### GIVEN TASK
Report every line below that contains the string "raised", copying each such line as it appears. Case counts.

### EXTRACTED INFORMATION

* start *

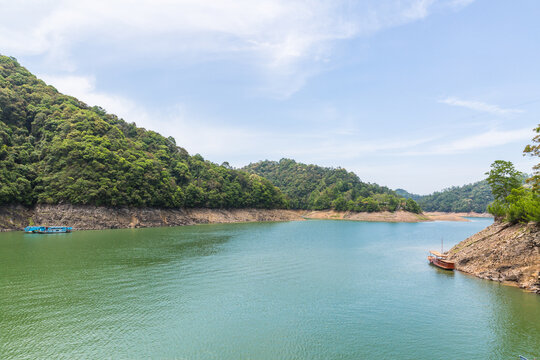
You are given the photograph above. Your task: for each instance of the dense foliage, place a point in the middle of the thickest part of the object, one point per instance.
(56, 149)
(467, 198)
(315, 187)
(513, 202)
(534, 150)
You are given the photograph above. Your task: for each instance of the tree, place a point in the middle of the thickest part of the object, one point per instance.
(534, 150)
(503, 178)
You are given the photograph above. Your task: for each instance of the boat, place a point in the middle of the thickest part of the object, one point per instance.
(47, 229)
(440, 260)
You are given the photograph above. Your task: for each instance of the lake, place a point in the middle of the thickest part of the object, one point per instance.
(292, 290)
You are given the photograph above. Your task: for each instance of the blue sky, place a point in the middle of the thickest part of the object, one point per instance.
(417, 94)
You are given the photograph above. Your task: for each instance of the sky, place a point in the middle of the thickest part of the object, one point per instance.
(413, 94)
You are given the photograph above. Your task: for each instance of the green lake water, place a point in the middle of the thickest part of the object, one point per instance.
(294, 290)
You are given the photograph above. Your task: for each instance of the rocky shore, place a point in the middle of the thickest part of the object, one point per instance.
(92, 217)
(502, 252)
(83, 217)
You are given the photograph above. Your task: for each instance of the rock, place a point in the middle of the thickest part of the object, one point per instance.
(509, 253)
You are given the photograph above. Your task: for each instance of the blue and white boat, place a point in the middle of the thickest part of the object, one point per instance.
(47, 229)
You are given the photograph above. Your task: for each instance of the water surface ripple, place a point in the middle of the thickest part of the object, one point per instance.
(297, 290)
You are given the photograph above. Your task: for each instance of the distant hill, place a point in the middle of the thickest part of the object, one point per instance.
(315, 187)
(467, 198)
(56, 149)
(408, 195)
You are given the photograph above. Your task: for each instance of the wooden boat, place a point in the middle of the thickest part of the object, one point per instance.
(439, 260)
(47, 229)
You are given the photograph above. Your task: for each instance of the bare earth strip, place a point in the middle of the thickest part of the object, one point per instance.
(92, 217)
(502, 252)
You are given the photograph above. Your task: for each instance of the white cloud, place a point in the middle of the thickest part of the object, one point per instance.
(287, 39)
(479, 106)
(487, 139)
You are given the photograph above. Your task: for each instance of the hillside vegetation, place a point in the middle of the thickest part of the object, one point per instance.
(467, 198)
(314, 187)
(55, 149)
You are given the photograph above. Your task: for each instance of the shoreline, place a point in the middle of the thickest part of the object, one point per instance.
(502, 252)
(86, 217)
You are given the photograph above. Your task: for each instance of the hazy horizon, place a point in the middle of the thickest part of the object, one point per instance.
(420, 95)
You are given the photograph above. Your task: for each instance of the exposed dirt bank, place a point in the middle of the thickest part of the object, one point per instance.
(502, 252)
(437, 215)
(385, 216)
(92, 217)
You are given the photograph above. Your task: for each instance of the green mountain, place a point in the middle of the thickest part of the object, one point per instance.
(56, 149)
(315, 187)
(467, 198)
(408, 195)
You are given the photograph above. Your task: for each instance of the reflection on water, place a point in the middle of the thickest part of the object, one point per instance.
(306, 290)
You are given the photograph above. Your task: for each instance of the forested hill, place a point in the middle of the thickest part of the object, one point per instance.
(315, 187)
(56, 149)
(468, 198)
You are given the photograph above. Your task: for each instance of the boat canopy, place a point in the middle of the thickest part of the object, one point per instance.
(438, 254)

* end *
* start *

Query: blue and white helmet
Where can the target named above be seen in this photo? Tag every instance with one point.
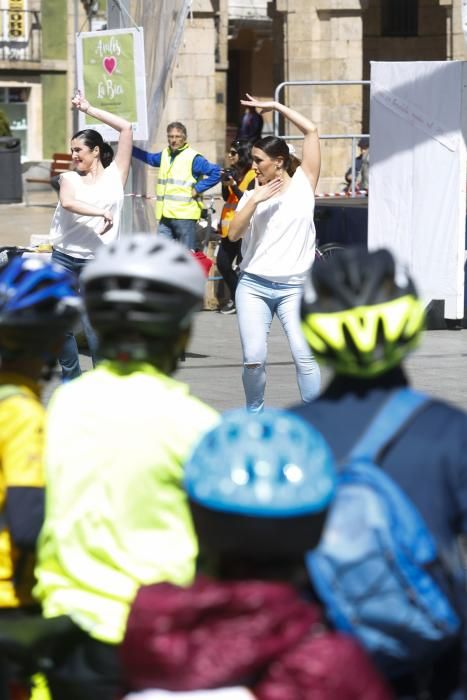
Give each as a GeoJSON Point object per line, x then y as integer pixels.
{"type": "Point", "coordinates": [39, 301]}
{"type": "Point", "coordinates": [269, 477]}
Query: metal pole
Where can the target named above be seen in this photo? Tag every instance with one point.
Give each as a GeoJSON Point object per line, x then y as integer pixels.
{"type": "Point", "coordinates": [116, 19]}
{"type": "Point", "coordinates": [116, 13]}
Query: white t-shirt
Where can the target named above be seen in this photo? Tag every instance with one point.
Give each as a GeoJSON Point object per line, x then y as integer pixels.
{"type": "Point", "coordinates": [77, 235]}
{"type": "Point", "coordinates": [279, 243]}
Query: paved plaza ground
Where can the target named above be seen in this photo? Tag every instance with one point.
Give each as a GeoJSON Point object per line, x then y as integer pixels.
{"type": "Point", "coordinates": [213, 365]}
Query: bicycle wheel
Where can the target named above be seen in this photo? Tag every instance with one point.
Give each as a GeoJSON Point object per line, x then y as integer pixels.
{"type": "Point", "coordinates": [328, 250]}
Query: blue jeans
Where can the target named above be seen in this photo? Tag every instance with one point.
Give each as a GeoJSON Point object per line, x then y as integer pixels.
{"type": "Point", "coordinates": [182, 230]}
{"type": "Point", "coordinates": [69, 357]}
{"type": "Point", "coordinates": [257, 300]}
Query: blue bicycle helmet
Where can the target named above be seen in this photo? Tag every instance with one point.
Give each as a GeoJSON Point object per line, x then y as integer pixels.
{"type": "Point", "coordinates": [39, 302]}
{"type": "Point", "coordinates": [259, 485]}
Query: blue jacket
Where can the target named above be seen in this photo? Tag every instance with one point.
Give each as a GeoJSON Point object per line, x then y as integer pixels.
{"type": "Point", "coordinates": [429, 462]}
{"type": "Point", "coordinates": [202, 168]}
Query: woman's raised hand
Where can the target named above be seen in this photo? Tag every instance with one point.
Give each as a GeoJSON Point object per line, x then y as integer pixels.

* end *
* start *

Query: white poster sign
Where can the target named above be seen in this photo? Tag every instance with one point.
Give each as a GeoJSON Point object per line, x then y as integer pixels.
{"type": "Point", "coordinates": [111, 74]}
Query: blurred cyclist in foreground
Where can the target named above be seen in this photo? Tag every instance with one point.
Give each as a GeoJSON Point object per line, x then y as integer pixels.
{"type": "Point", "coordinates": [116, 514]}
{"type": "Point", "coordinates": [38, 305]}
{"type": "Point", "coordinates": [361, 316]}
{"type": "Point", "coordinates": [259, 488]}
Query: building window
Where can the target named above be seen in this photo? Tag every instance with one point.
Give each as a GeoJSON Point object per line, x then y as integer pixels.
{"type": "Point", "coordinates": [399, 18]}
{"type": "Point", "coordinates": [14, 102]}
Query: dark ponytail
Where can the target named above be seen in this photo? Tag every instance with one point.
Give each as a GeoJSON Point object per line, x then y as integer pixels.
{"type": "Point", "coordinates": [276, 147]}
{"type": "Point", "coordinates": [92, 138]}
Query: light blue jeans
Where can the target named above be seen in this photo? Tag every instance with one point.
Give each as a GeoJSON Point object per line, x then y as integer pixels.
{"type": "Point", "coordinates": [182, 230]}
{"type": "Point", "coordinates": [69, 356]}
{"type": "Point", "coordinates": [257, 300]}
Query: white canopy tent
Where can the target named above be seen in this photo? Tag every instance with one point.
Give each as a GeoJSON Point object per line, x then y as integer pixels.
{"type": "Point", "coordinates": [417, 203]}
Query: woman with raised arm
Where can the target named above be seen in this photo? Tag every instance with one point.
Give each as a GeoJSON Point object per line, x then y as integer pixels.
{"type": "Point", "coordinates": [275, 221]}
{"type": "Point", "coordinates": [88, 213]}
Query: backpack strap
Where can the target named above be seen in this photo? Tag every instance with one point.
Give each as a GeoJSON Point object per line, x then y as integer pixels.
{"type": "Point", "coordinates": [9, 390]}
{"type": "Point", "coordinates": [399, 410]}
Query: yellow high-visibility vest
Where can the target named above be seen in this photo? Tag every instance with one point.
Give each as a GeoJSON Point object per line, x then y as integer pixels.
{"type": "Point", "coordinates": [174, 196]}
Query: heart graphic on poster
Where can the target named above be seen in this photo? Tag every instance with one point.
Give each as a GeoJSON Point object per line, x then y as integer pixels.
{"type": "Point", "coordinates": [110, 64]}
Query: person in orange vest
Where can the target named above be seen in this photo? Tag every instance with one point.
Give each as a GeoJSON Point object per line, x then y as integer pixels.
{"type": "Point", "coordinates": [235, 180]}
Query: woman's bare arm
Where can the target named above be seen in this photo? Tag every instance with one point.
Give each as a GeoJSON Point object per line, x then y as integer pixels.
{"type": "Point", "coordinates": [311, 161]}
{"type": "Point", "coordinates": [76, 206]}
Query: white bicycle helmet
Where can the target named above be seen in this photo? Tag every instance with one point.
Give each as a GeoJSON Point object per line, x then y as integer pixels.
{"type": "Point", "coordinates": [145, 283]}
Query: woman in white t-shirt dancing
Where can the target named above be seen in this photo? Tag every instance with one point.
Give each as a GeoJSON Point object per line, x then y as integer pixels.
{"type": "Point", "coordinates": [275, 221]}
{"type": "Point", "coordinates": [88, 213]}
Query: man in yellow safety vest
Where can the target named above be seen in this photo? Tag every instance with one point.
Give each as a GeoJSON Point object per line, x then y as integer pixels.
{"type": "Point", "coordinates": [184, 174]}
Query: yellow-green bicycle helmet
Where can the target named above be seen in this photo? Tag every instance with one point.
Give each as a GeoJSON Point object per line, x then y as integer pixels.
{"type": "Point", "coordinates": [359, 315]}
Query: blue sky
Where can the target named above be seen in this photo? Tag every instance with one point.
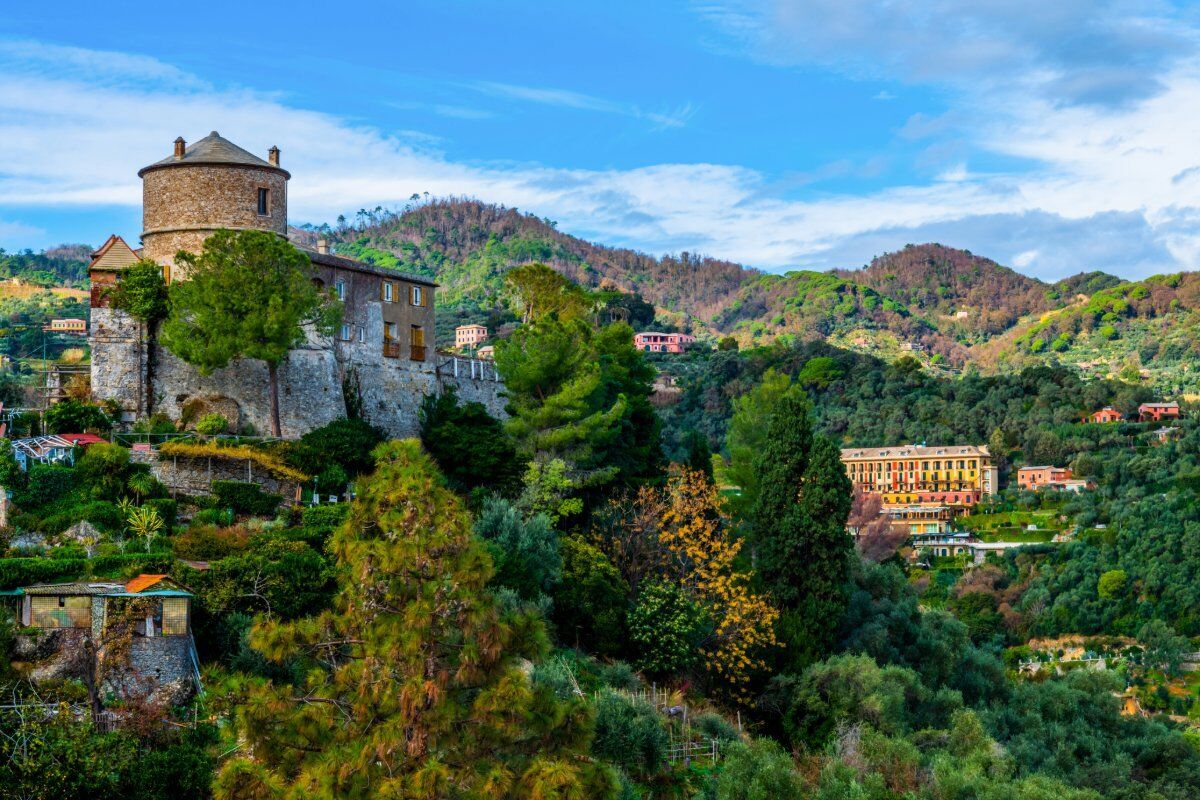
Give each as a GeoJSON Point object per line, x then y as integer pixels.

* end *

### WRITTEN ANSWER
Query: woman's raised hand
Query: woman with raised arm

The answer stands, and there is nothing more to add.